> TASK DETAILS: Extract the lines in the records below, from the line containing "For the benchmark, mark every instance of the leaf" through the line containing "Target: leaf shadow on stone", and copy them word for word.

> INPUT MATERIAL:

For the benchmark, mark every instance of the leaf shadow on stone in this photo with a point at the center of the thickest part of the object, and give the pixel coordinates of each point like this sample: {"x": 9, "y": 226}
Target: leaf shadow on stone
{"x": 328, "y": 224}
* * *
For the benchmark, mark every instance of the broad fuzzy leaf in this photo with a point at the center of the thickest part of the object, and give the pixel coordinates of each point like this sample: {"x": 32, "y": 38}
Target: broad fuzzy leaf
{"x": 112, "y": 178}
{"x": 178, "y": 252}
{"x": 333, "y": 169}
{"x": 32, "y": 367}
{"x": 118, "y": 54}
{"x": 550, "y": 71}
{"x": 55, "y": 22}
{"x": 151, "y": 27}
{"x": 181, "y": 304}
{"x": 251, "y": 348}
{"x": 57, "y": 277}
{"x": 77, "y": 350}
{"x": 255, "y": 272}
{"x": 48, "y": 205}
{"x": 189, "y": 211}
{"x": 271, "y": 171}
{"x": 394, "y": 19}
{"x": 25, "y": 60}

> TASK ANSWER:
For the benchmark, mark every instance of the leaf shadow on stone in this photo with a point at the center of the thickest part of the object, and give the pixel coordinates of each point like this sample: {"x": 9, "y": 226}
Target: leaf shadow on stone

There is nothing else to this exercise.